** Opening DATA RECORDS block **
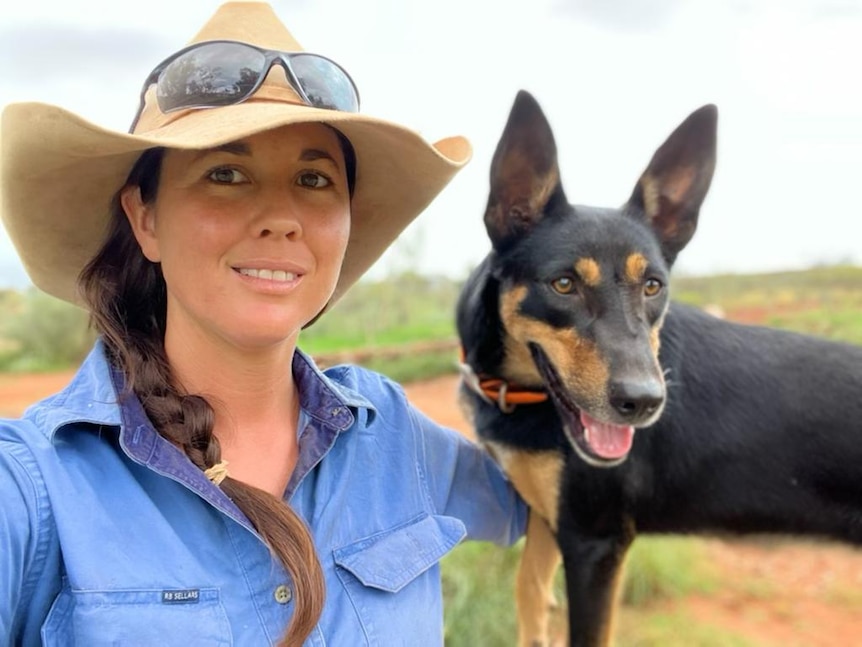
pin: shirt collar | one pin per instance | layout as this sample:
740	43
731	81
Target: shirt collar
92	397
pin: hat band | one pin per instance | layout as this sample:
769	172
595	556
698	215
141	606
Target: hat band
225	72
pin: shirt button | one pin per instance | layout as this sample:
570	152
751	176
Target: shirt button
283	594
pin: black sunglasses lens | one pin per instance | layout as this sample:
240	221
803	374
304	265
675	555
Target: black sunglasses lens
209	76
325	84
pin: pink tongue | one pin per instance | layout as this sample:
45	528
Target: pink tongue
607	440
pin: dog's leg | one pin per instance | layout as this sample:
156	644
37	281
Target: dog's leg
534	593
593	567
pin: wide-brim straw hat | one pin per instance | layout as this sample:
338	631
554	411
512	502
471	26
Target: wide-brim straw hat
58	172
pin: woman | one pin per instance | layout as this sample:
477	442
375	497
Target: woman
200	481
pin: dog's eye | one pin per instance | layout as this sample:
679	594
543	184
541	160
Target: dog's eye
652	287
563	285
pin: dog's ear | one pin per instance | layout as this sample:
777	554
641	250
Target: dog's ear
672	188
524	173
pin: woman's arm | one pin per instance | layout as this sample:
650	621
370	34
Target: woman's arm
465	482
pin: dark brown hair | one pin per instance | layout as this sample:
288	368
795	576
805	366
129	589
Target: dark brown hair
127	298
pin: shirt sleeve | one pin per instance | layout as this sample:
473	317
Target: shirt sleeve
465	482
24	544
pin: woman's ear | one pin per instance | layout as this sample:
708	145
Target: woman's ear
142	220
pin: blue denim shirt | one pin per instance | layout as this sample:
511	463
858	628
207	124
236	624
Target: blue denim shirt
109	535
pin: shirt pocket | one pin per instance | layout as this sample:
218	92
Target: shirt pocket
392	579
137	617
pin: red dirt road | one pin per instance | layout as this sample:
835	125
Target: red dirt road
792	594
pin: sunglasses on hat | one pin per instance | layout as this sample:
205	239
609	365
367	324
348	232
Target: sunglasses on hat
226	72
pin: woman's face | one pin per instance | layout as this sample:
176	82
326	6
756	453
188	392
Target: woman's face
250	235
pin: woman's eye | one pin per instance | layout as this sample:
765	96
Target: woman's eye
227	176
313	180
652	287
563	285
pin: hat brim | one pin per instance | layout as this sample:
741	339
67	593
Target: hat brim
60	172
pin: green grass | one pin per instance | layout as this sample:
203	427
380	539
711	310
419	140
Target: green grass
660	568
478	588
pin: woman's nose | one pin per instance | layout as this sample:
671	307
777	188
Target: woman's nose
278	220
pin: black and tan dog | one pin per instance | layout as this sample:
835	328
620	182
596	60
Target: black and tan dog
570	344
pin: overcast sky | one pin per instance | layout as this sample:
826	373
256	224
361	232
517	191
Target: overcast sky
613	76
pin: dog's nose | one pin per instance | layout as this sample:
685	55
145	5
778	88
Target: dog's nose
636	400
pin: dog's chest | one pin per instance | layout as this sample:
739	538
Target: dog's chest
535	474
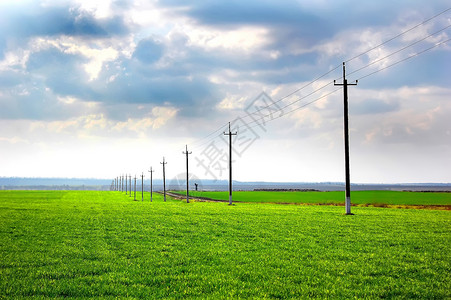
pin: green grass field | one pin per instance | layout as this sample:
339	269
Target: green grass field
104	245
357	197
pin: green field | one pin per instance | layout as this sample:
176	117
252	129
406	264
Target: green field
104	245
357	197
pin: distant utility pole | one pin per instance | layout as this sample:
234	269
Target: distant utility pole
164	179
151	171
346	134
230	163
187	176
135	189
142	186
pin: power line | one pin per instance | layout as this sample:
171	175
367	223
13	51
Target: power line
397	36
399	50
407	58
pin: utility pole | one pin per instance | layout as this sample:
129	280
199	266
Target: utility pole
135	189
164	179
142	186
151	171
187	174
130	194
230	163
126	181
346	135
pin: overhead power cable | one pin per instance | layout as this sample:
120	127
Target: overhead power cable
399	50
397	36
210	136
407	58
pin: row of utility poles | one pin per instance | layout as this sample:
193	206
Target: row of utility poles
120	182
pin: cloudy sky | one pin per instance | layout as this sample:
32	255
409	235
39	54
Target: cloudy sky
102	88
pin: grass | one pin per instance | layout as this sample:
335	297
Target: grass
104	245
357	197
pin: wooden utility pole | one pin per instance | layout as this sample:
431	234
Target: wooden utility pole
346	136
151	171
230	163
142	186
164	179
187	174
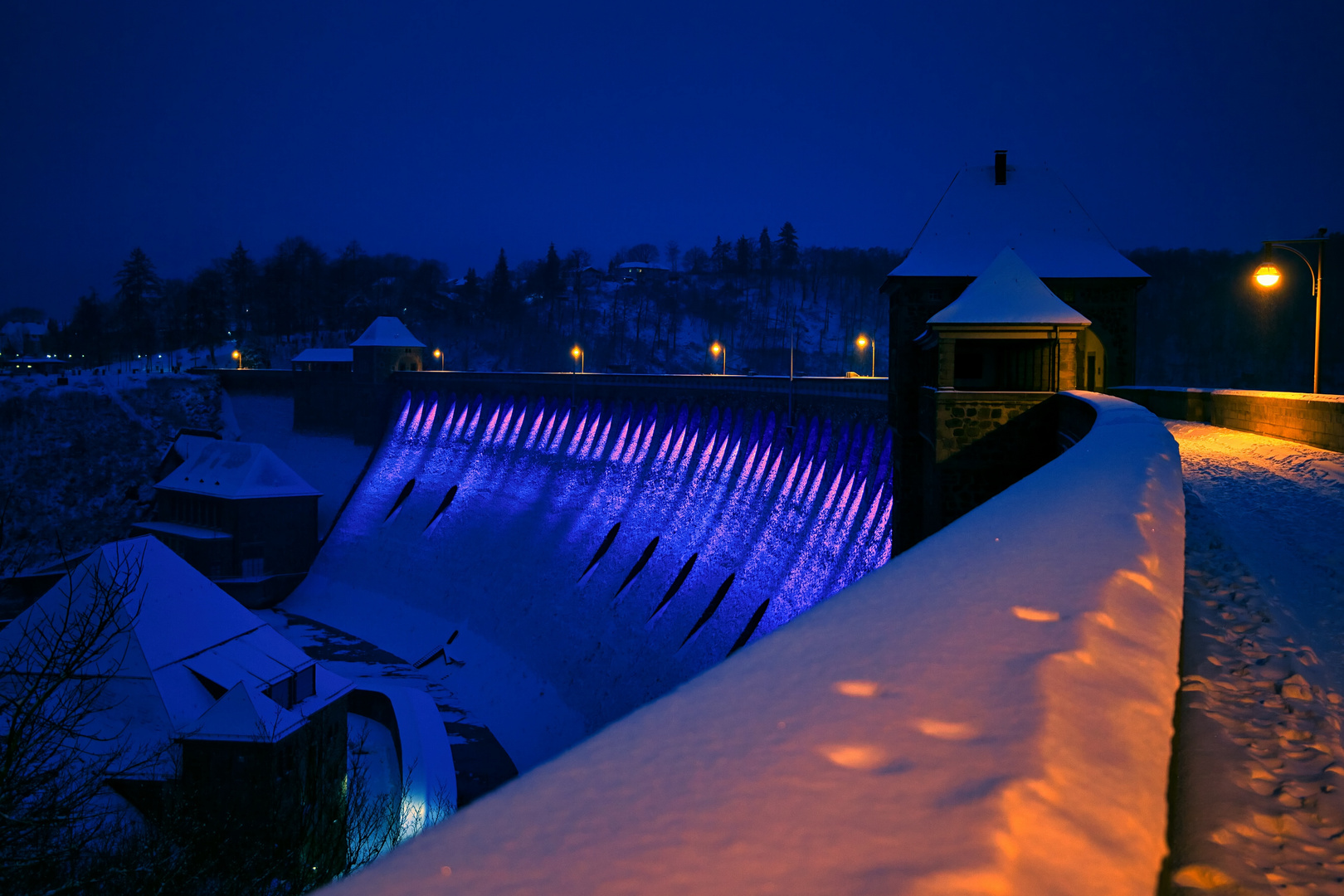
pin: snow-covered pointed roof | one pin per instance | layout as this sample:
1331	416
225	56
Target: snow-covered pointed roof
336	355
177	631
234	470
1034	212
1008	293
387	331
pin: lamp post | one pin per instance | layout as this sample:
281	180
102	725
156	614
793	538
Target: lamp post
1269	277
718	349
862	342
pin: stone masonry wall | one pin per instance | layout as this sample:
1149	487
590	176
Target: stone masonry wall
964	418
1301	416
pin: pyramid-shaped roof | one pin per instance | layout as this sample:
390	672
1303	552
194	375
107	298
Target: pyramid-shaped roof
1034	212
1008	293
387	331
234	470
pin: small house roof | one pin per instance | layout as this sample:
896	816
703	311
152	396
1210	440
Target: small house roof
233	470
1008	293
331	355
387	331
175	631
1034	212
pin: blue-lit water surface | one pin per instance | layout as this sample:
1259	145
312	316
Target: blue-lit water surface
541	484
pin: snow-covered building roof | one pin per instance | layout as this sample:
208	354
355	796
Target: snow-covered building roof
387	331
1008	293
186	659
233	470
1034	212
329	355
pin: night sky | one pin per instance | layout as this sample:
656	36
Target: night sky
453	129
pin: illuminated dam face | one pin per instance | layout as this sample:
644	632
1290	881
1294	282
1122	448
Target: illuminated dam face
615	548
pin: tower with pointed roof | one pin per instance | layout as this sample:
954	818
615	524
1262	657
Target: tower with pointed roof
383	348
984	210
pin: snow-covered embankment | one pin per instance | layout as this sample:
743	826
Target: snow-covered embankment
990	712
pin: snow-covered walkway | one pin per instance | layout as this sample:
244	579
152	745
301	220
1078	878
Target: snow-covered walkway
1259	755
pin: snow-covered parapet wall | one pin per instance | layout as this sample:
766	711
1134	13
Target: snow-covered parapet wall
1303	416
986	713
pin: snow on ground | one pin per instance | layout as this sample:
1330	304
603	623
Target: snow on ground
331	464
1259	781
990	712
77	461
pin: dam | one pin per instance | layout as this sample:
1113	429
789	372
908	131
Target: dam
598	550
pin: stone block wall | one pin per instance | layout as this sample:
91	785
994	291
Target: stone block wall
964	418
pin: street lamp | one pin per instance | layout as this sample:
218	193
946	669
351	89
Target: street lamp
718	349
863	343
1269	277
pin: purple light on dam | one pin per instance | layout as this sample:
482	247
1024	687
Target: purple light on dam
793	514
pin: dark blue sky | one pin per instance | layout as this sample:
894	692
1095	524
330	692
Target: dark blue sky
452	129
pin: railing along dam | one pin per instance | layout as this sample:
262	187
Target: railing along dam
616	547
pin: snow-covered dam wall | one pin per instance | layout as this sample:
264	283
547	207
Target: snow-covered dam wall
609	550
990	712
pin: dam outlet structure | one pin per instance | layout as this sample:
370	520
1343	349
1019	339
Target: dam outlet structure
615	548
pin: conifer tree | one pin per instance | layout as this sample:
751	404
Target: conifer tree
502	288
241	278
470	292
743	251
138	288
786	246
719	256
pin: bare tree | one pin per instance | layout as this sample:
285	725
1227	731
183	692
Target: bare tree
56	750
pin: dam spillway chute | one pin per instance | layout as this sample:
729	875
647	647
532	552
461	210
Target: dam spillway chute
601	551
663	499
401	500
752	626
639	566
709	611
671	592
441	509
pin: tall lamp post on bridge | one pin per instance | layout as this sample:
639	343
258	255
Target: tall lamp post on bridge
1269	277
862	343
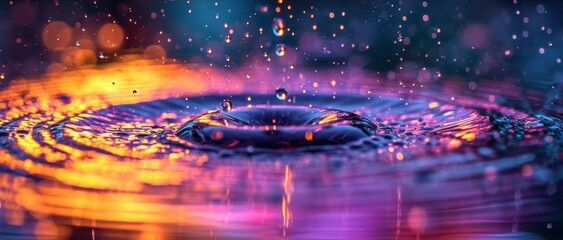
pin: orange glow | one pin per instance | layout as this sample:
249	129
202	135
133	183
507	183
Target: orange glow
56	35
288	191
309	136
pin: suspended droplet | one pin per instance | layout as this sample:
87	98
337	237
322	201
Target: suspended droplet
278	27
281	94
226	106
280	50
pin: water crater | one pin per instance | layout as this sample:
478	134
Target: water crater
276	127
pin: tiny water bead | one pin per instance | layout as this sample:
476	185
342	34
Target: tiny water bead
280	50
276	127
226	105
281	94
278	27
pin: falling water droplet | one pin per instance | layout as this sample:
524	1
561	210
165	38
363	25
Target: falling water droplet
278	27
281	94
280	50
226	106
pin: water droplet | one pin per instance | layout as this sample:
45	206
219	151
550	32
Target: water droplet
** Closing DATA RECORDS block **
Without the pictures, copy the entries from their first line through the line containing "pin: pink tongue", and only those lines.

• _SOLUTION TO THIS EXERCISE_
pin: shirt collar | one pin per instance | layout as this sample:
740	43
731	81
Target: shirt collar
92	397
pin: hat band | one pin per instance | layout as this sample:
769	172
595	556
698	215
141	606
Target: hat band
225	72
pin: shirt button | one pin per instance | layout as this sample:
570	152
751	176
Target: shirt button
283	594
pin: black sunglasses lens | one pin per instance | layout as this sample:
240	221
803	374
304	265
675	555
Target: black sunglasses lens
209	76
325	84
pin: pink tongue | one pin per instance | layout as this sample:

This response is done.